● Page extract
** begin **
Rob McCracken

Personal information
- Nationality: British
- Born: Robert Chad McCracken 31 May 1968 (age 58) Birmingham, West Midlands, England
- Height: 6 ft 1 in (185 cm)
- Weight: Light-middleweight; Middleweight;

Boxing career
- Reach: 73 in (185 cm)

Boxing record
- Total fights: 35
- Wins: 33
- Win by KO: 21
- Losses: 2

= Robert McCracken =

English boxer (born 1969)

Robert Chad “Bob” McCracken (born 31 May 1969) is a British former professional boxer who competed from 1991 to 2001, and has since worked as a boxing trainer. He once challenged for the WBC middleweight title in 2000. At regional level, he held the British super-welterweight title from 1994 to 1995; the Commonwealth middleweight title from 1995 to 1996; and once challenged for the vacant European middleweight title in 2001.

==Boxing career==
===Amateur===
McCracken worked as a wood machinist at Hoskins Cabinet Works, Bordesley, Birmingham before turning to boxing. He was affectionately known as "Boxing Bob". He represented England in the welterweight division, at the 1990 Commonwealth Games in Auckland, New Zealand, reaching the quarter finals.

Boxing for Birmingham City ABC, he was runner-up of the prestigious ABA light-welterweight championship in 1989.

===Professional===
McCracken turned pro in 1991 in the super-welterweight division. In February 1994 he won the British title by outpointing Andy Till, and defended it twice, outpointing Steve "The Viking" Foster and Paul Wesley.

In November 1995, he officially moved into the middleweight division, winning the vacant Commonwealth title by outpointing Canadian southpaw Fitzgerald Bruney. He would successfully retain the title twice by beating Paul Busby and Bruney again in a rematch, before relocating to the United States in 1997 and progressing up the world rankings.

In February 1998, he achieved a notable victory outpointing Lonnie Beasley, and over the course of four fights elevated himself to #1 contender status in the WBC rankings.

In April 2000 McCracken challenged American southpaw Keith Holmes for the WBC middleweight title. The fight was the main event of the UK show that preceded Lennox Lewis's high-profile fight with Michael Grant in New York the same night. To preserve his ranking McCracken had been inactive for a year and his ring rust showed, as he fell behind early and stayed there. The referee stopped the fight in the eleventh-round.

McCracken was inactive for another year while training other boxers, before returning in April 2001 to fight highly regarded Howard Eastman, who now held the British and Commonwealth titles and a 31–0 record. The vacant European title was also on the line, however McCracken's long layoffs once again hurt him, after a close, tough fight McCracken wilted in the tenth-round to Eastman's power punching.

==Coaching==
McCracken was the main and best head coach of the British boxing team at the 2012 Olympics.
** end **
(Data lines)
** begin **
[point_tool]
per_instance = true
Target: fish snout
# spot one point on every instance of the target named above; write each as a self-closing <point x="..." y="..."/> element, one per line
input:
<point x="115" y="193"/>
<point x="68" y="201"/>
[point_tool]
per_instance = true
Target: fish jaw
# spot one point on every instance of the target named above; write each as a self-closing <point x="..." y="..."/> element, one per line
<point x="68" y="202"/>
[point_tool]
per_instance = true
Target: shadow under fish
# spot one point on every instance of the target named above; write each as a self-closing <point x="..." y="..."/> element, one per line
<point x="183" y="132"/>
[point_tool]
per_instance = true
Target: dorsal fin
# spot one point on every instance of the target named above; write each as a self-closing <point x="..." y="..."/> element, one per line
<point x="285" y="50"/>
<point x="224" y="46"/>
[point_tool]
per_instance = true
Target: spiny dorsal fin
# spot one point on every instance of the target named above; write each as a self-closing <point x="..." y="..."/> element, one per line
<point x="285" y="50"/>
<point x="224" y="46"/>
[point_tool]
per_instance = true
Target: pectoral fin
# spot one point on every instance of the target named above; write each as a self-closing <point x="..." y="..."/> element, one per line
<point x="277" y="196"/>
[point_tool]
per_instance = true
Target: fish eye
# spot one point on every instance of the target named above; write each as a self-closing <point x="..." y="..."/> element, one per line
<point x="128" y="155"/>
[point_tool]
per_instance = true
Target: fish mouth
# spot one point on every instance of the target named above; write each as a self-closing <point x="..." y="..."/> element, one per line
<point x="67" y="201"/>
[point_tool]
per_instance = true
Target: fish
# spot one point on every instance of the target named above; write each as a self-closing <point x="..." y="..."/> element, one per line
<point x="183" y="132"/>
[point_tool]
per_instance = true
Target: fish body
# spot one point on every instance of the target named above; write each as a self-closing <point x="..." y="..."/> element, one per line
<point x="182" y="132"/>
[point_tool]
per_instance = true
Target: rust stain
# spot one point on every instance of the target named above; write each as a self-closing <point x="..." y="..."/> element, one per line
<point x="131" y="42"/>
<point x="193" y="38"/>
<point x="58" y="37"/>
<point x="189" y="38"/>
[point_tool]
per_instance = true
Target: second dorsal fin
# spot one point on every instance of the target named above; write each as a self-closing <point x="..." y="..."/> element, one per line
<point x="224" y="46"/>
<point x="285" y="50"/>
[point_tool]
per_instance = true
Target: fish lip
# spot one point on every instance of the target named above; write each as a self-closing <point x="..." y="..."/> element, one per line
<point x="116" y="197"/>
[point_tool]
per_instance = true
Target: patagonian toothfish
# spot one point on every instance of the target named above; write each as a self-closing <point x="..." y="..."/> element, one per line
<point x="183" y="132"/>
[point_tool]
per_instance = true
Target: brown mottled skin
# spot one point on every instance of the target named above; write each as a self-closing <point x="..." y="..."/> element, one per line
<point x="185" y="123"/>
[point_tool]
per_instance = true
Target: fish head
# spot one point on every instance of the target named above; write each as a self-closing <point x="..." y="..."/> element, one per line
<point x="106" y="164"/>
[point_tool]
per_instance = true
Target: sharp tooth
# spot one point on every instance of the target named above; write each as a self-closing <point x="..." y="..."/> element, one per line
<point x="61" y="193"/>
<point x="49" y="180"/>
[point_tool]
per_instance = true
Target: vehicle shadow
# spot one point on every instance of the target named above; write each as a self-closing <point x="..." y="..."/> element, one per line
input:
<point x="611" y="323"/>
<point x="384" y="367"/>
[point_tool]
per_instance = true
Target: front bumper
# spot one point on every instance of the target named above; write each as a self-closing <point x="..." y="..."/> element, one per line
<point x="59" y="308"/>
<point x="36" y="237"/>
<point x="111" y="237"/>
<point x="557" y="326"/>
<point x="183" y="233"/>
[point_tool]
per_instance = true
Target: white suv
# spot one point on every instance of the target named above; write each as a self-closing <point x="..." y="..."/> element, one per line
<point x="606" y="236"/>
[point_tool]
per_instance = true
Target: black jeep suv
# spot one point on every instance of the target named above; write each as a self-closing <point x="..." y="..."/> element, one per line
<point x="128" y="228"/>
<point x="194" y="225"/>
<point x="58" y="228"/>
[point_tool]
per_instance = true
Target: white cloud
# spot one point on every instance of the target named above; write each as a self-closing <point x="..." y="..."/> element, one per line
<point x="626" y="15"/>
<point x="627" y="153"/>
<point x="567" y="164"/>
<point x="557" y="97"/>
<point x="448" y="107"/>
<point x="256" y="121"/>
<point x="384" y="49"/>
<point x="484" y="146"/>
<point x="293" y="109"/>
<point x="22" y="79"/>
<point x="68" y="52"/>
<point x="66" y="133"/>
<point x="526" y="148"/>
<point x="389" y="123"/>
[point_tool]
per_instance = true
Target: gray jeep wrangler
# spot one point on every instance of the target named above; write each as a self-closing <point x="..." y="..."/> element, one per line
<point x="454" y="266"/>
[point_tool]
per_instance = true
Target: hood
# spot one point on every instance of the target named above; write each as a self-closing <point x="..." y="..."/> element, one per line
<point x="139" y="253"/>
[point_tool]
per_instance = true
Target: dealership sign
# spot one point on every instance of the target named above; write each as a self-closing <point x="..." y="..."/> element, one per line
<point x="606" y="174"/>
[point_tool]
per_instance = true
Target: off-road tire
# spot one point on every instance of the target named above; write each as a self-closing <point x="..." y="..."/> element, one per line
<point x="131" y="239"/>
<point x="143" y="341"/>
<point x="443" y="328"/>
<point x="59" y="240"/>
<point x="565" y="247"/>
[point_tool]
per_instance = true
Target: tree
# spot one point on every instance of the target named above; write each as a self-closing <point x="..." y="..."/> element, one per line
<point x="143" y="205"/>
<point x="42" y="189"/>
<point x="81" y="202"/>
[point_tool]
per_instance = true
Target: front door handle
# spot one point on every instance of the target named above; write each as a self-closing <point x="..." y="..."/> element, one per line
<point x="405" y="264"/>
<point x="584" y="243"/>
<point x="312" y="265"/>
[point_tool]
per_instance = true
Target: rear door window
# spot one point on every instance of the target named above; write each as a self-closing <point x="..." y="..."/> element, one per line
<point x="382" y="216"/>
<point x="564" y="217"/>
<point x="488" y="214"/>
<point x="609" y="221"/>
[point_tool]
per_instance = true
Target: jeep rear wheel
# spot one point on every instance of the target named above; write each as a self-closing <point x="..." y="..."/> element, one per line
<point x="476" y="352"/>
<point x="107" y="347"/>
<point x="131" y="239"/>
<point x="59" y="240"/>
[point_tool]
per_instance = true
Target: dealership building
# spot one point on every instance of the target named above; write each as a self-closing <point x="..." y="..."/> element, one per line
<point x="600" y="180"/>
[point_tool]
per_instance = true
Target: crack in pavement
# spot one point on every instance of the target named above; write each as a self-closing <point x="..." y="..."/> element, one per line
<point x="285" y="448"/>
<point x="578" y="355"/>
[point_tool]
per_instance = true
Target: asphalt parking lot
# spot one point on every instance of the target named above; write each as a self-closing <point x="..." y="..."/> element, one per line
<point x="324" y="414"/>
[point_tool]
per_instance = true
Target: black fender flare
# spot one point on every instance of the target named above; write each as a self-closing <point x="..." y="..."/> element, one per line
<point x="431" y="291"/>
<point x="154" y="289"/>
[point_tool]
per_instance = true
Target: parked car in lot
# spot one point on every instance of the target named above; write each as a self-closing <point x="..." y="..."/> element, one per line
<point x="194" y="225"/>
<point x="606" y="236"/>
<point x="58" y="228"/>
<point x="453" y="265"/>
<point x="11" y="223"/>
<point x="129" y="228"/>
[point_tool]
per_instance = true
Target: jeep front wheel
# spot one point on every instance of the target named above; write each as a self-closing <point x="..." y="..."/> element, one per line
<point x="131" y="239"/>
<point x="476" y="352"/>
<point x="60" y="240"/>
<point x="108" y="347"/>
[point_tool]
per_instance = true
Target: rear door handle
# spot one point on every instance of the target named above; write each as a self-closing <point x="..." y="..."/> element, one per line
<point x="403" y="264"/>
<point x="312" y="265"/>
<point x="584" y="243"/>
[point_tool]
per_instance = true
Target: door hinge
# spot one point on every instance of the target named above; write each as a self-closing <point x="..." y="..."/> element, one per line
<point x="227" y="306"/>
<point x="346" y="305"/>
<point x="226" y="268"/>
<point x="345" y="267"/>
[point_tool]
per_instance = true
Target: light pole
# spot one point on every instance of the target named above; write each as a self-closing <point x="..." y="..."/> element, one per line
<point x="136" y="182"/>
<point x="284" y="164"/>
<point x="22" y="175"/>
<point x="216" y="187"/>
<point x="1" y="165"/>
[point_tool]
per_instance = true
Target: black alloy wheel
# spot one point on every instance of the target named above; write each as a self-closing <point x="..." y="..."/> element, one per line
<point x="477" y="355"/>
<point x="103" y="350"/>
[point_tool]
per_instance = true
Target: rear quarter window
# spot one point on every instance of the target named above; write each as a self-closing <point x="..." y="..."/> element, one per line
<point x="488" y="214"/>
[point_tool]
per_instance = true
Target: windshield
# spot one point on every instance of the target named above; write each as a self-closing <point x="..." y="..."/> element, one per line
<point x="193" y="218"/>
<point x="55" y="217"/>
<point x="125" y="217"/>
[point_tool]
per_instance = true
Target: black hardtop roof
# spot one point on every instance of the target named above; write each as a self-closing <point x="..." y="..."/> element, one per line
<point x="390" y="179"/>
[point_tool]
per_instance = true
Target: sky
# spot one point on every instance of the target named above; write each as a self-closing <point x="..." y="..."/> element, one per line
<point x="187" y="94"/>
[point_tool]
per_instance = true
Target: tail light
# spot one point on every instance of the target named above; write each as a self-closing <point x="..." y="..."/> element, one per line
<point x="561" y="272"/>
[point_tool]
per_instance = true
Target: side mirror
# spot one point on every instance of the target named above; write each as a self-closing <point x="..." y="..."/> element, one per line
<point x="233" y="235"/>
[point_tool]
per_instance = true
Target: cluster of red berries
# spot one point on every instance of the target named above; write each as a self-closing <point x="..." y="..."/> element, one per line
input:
** end **
● Exercise objective
Which opponents does the boxing biography say McCracken beat by outpointing them? These lines have no connection to the boxing biography.

● Exercise answer
- Andy Till
- Steve "The Viking" Foster
- Paul Wesley
- Fitzgerald Bruney
- Lonnie Beasley